● Задание a: Оформите строки данных в виде нумерованного списка, начиная со строки, где есть "In which part of the above frame can the shrub", и до конца данных включительно. Пустые строки не включайте.

Приметы дня нынешнего

Недавно я был приглашен в Хатангу — один из самых северных районов Красноярского края на празднование 350-летнего юбилея этого старинного русского поселения. Летел туда из столичного аэропорта Внуково. Соседкой моей по кабине оказалась седая дама с приветливым, очень знакомым лицом.

— Простите, вы не Ольга Эразмовна Чкалова? — спросил я.

— Вы не ошиблись, — ответила она.

И тотчас мы восстановили давнюю историю нашего знакомства, — с той самой поры, когда гремело по стране имя ее покойного мужа Валерия Павловича Чкалова, одного из первых Героев Советского Союза, проложившего воздушный путь из СССР в Соединенные Штаты Америки через Северный полюс.

Как сообщила мне Ольга Эразмовна, она тоже была приглашена на юбилей Хатанги.

Тем временем стюардесса объявила:

— Наш самолет, рейс номер… следует по маршруту Москва — Анадырь. Время в пути — 12 часов.

Прислушиваясь к девичьему голосу, моя соседка произнесла:

— Подумать только, как быстро… Ведь этот самый Анадырь на Тихом океане стоит, пожалуй, он не ближе к Москве, чем иные места в Америке.

И тут же перевела ласковый материнский взгляд на девушку в нарядной голубой форме:

— Прямо скажу, позавидовать можно птичке. Сегодня здесь, завтра там… Если подсчитать, сколько налетала она на авиалайнерах, то, пожалуй, получится не меньше, чем у Валерия Павловича и его сверстников…

Дальше слово за слово перебрали мы с Ольгой Эразмовной в памяти многих общих знакомых, представляющих в истории нашей авиации «поколение отцов», многих родоначальников крылатого племени Арктики.

Тем временем четырехмоторный ИЛ шел над редеющими, высокими облаками, над зеленью северных лесов, над безмятежно спокойными тундровыми озерами. Далеко внизу проплывали редкие морские льды и караваны судов: ведомые ледоколами, буровые вышки в низовьях Оби и на Ямале. На какие-то мгновения из дымного облака вынырнули высоченные заводские трубы — то был Норильск. И снова долго тянулся южный Таймыр — желтовато-бурая осенняя тундра.

— Вот наконец и Хатанга! — оживились мы, вспомнив о цели своего путешествия.

Мощная многоводная река Хатанга с одноименным селением в низовьях. Как недавно установил в результате архивных исследований известный историк Крайнего Севера профессор М. И. Белов, первые упоминания об этих местах встречаются в документах, датированных 1626 годом и связанных с именем знаменитого нашего первопроходца Ерофея Хабарова. Заслуживают внимания и другие исторические даты: позднее, в середине XVIII века, через Хатангу пролегали маршруты Великой Северной экспедиции, созданной по указу Петра Первого. Не один год базировался в этих краях отряд Харитона Лаптева.

● Задание b: Выпишите дословно фрагмент текста о поездке в Хатангу от "И тотчас мы" до "через Северный полюс." включительно.

[Записи данных]
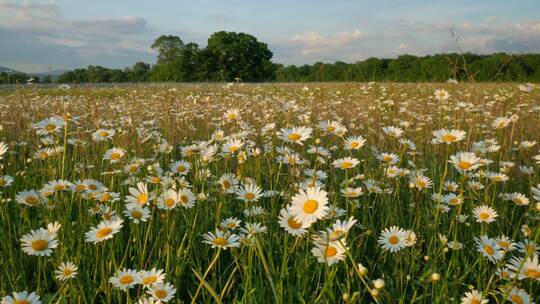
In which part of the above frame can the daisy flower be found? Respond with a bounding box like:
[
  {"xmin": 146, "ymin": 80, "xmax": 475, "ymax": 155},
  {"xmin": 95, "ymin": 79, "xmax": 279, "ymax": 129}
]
[
  {"xmin": 146, "ymin": 283, "xmax": 176, "ymax": 302},
  {"xmin": 432, "ymin": 129, "xmax": 467, "ymax": 145},
  {"xmin": 109, "ymin": 268, "xmax": 137, "ymax": 291},
  {"xmin": 203, "ymin": 230, "xmax": 240, "ymax": 250},
  {"xmin": 311, "ymin": 241, "xmax": 347, "ymax": 266},
  {"xmin": 169, "ymin": 160, "xmax": 191, "ymax": 175},
  {"xmin": 124, "ymin": 206, "xmax": 150, "ymax": 224},
  {"xmin": 323, "ymin": 216, "xmax": 357, "ymax": 241},
  {"xmin": 219, "ymin": 217, "xmax": 242, "ymax": 230},
  {"xmin": 103, "ymin": 148, "xmax": 126, "ymax": 164},
  {"xmin": 278, "ymin": 208, "xmax": 308, "ymax": 236},
  {"xmin": 221, "ymin": 139, "xmax": 244, "ymax": 154},
  {"xmin": 85, "ymin": 219, "xmax": 123, "ymax": 244},
  {"xmin": 15, "ymin": 190, "xmax": 43, "ymax": 207},
  {"xmin": 383, "ymin": 126, "xmax": 403, "ymax": 138},
  {"xmin": 126, "ymin": 182, "xmax": 150, "ymax": 209},
  {"xmin": 278, "ymin": 127, "xmax": 313, "ymax": 145},
  {"xmin": 345, "ymin": 136, "xmax": 366, "ymax": 150},
  {"xmin": 0, "ymin": 175, "xmax": 13, "ymax": 187},
  {"xmin": 449, "ymin": 152, "xmax": 480, "ymax": 172},
  {"xmin": 54, "ymin": 262, "xmax": 77, "ymax": 281},
  {"xmin": 0, "ymin": 142, "xmax": 8, "ymax": 159},
  {"xmin": 319, "ymin": 120, "xmax": 347, "ymax": 136},
  {"xmin": 290, "ymin": 187, "xmax": 329, "ymax": 226},
  {"xmin": 433, "ymin": 89, "xmax": 450, "ymax": 101},
  {"xmin": 332, "ymin": 157, "xmax": 360, "ymax": 170},
  {"xmin": 377, "ymin": 226, "xmax": 408, "ymax": 253},
  {"xmin": 92, "ymin": 129, "xmax": 116, "ymax": 141},
  {"xmin": 178, "ymin": 188, "xmax": 195, "ymax": 209},
  {"xmin": 377, "ymin": 153, "xmax": 399, "ymax": 164},
  {"xmin": 21, "ymin": 228, "xmax": 58, "ymax": 256},
  {"xmin": 341, "ymin": 187, "xmax": 364, "ymax": 198},
  {"xmin": 236, "ymin": 183, "xmax": 262, "ymax": 202},
  {"xmin": 473, "ymin": 205, "xmax": 499, "ymax": 223},
  {"xmin": 475, "ymin": 235, "xmax": 504, "ymax": 264},
  {"xmin": 158, "ymin": 189, "xmax": 178, "ymax": 210},
  {"xmin": 461, "ymin": 290, "xmax": 489, "ymax": 304},
  {"xmin": 137, "ymin": 267, "xmax": 165, "ymax": 287},
  {"xmin": 34, "ymin": 117, "xmax": 66, "ymax": 136},
  {"xmin": 223, "ymin": 108, "xmax": 240, "ymax": 121},
  {"xmin": 218, "ymin": 173, "xmax": 238, "ymax": 193}
]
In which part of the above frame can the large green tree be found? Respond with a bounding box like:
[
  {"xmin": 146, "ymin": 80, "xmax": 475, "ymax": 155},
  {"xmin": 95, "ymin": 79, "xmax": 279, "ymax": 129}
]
[{"xmin": 206, "ymin": 31, "xmax": 274, "ymax": 81}]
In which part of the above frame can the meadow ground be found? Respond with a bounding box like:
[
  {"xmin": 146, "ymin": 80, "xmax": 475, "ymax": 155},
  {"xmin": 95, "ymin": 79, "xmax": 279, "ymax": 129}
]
[{"xmin": 0, "ymin": 83, "xmax": 540, "ymax": 304}]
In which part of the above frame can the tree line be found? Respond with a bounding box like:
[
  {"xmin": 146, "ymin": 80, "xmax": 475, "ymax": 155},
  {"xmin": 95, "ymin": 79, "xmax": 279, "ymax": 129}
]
[{"xmin": 0, "ymin": 31, "xmax": 540, "ymax": 83}]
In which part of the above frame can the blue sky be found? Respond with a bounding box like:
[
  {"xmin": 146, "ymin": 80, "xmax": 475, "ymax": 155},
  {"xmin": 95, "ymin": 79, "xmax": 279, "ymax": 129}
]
[{"xmin": 0, "ymin": 0, "xmax": 540, "ymax": 72}]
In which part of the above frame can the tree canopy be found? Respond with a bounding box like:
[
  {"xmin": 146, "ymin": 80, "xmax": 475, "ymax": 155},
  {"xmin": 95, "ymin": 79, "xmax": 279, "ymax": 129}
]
[{"xmin": 0, "ymin": 31, "xmax": 540, "ymax": 83}]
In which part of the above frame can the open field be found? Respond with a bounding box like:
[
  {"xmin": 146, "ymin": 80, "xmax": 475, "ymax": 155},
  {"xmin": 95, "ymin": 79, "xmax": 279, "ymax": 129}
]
[{"xmin": 0, "ymin": 83, "xmax": 540, "ymax": 304}]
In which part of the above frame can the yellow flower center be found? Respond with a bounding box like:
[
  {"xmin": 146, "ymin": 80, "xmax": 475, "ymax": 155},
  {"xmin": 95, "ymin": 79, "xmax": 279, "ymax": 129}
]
[
  {"xmin": 388, "ymin": 235, "xmax": 399, "ymax": 245},
  {"xmin": 131, "ymin": 210, "xmax": 142, "ymax": 219},
  {"xmin": 289, "ymin": 133, "xmax": 301, "ymax": 141},
  {"xmin": 154, "ymin": 289, "xmax": 167, "ymax": 299},
  {"xmin": 137, "ymin": 193, "xmax": 148, "ymax": 205},
  {"xmin": 96, "ymin": 227, "xmax": 112, "ymax": 239},
  {"xmin": 441, "ymin": 134, "xmax": 457, "ymax": 142},
  {"xmin": 416, "ymin": 179, "xmax": 427, "ymax": 188},
  {"xmin": 164, "ymin": 198, "xmax": 174, "ymax": 208},
  {"xmin": 24, "ymin": 196, "xmax": 38, "ymax": 205},
  {"xmin": 524, "ymin": 267, "xmax": 540, "ymax": 279},
  {"xmin": 214, "ymin": 236, "xmax": 229, "ymax": 246},
  {"xmin": 32, "ymin": 240, "xmax": 49, "ymax": 251},
  {"xmin": 119, "ymin": 274, "xmax": 133, "ymax": 285},
  {"xmin": 484, "ymin": 245, "xmax": 495, "ymax": 256},
  {"xmin": 304, "ymin": 200, "xmax": 319, "ymax": 214},
  {"xmin": 143, "ymin": 276, "xmax": 157, "ymax": 285},
  {"xmin": 510, "ymin": 294, "xmax": 525, "ymax": 304},
  {"xmin": 458, "ymin": 160, "xmax": 472, "ymax": 170},
  {"xmin": 287, "ymin": 216, "xmax": 302, "ymax": 229},
  {"xmin": 324, "ymin": 246, "xmax": 337, "ymax": 258},
  {"xmin": 100, "ymin": 193, "xmax": 112, "ymax": 202},
  {"xmin": 341, "ymin": 161, "xmax": 353, "ymax": 169}
]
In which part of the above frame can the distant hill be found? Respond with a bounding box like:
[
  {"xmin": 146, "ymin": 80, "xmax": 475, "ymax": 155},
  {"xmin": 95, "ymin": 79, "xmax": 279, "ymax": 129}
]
[
  {"xmin": 0, "ymin": 66, "xmax": 22, "ymax": 74},
  {"xmin": 32, "ymin": 70, "xmax": 68, "ymax": 81}
]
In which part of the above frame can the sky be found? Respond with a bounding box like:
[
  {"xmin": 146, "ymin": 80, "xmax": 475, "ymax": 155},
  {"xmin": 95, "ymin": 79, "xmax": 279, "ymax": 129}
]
[{"xmin": 0, "ymin": 0, "xmax": 540, "ymax": 73}]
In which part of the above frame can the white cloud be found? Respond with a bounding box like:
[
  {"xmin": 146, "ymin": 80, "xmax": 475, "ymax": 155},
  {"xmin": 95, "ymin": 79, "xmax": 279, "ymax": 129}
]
[{"xmin": 0, "ymin": 0, "xmax": 157, "ymax": 72}]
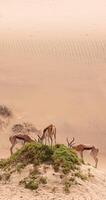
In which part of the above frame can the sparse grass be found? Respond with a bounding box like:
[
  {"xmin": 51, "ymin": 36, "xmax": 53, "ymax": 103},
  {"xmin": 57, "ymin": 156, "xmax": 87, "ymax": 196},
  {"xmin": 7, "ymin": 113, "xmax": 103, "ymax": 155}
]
[
  {"xmin": 0, "ymin": 105, "xmax": 12, "ymax": 118},
  {"xmin": 39, "ymin": 176, "xmax": 47, "ymax": 185},
  {"xmin": 0, "ymin": 142, "xmax": 87, "ymax": 193},
  {"xmin": 74, "ymin": 171, "xmax": 88, "ymax": 181},
  {"xmin": 0, "ymin": 142, "xmax": 80, "ymax": 174},
  {"xmin": 20, "ymin": 178, "xmax": 39, "ymax": 190},
  {"xmin": 53, "ymin": 145, "xmax": 80, "ymax": 174}
]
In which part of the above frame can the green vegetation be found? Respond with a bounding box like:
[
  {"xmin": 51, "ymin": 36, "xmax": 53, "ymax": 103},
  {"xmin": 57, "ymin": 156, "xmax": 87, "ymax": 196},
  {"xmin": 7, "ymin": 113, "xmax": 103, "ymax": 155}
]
[
  {"xmin": 0, "ymin": 142, "xmax": 90, "ymax": 193},
  {"xmin": 0, "ymin": 142, "xmax": 80, "ymax": 174},
  {"xmin": 52, "ymin": 145, "xmax": 80, "ymax": 174}
]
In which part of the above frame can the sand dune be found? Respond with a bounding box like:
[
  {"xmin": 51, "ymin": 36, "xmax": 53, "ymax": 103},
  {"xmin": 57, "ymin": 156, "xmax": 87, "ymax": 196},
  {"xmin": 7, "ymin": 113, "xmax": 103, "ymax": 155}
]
[{"xmin": 0, "ymin": 167, "xmax": 106, "ymax": 200}]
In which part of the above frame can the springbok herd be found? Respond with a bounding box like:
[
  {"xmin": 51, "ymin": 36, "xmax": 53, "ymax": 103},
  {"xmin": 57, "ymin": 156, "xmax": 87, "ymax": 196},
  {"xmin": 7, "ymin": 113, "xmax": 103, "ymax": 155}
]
[{"xmin": 9, "ymin": 124, "xmax": 99, "ymax": 167}]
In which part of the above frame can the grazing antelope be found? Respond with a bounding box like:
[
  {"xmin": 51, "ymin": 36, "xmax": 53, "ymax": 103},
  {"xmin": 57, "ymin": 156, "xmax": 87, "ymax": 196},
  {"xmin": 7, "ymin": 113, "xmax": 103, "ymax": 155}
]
[
  {"xmin": 9, "ymin": 134, "xmax": 36, "ymax": 155},
  {"xmin": 66, "ymin": 138, "xmax": 99, "ymax": 168},
  {"xmin": 38, "ymin": 124, "xmax": 56, "ymax": 146}
]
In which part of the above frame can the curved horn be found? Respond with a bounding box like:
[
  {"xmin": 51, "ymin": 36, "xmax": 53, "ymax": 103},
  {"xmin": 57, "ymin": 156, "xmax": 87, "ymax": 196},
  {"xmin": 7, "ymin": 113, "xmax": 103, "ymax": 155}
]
[
  {"xmin": 66, "ymin": 137, "xmax": 70, "ymax": 146},
  {"xmin": 70, "ymin": 137, "xmax": 75, "ymax": 146}
]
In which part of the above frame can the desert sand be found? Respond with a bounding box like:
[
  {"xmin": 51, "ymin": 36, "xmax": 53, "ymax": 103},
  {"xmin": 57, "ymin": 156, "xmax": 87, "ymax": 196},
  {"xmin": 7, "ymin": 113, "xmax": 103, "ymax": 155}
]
[{"xmin": 0, "ymin": 0, "xmax": 106, "ymax": 200}]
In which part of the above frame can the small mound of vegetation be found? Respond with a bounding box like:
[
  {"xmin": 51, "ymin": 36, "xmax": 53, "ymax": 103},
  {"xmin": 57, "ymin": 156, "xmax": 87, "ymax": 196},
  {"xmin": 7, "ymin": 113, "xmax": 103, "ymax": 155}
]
[
  {"xmin": 0, "ymin": 142, "xmax": 80, "ymax": 174},
  {"xmin": 0, "ymin": 105, "xmax": 12, "ymax": 118}
]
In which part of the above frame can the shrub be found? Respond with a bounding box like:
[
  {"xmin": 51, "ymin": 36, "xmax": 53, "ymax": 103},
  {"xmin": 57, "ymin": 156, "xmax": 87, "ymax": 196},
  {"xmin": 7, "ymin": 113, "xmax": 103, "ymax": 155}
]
[
  {"xmin": 0, "ymin": 142, "xmax": 80, "ymax": 174},
  {"xmin": 52, "ymin": 145, "xmax": 80, "ymax": 174},
  {"xmin": 39, "ymin": 176, "xmax": 47, "ymax": 185},
  {"xmin": 0, "ymin": 105, "xmax": 12, "ymax": 118},
  {"xmin": 74, "ymin": 171, "xmax": 88, "ymax": 181},
  {"xmin": 24, "ymin": 179, "xmax": 39, "ymax": 190}
]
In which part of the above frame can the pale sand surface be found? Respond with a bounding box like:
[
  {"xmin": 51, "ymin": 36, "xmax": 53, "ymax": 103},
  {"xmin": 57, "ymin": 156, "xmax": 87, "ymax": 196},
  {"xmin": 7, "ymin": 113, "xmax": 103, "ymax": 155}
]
[
  {"xmin": 0, "ymin": 0, "xmax": 106, "ymax": 200},
  {"xmin": 0, "ymin": 166, "xmax": 106, "ymax": 200}
]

● Правильный ответ a:
1. In which part of the above frame can the shrub be found? Respond with a bounding box like:
2. [
3.   {"xmin": 51, "ymin": 36, "xmax": 53, "ymax": 103},
4.   {"xmin": 57, "ymin": 156, "xmax": 87, "ymax": 196},
5.   {"xmin": 7, "ymin": 113, "xmax": 103, "ymax": 155}
6. ]
7. [
8.   {"xmin": 0, "ymin": 142, "xmax": 80, "ymax": 174},
9.   {"xmin": 52, "ymin": 145, "xmax": 80, "ymax": 174},
10.   {"xmin": 39, "ymin": 176, "xmax": 47, "ymax": 185},
11.   {"xmin": 0, "ymin": 105, "xmax": 12, "ymax": 118},
12.   {"xmin": 74, "ymin": 171, "xmax": 88, "ymax": 181},
13.   {"xmin": 24, "ymin": 179, "xmax": 39, "ymax": 190}
14. ]
15. In which part of the above frame can the pale sand surface be found? Respond with a bounding box like:
16. [
17.   {"xmin": 51, "ymin": 36, "xmax": 53, "ymax": 103},
18.   {"xmin": 57, "ymin": 156, "xmax": 87, "ymax": 196},
19.   {"xmin": 7, "ymin": 113, "xmax": 103, "ymax": 155}
20. ]
21. [
22.   {"xmin": 0, "ymin": 0, "xmax": 106, "ymax": 200},
23.   {"xmin": 0, "ymin": 166, "xmax": 106, "ymax": 200}
24. ]

● Правильный ответ b:
И тотчас мы восстановили давнюю историю нашего знакомства, — с той самой поры, когда гремело по стране имя ее покойного мужа Валерия Павловича Чкалова, одного из первых Героев Советского Союза, проложившего воздушный путь из СССР в Соединенные Штаты Америки через Северный полюс.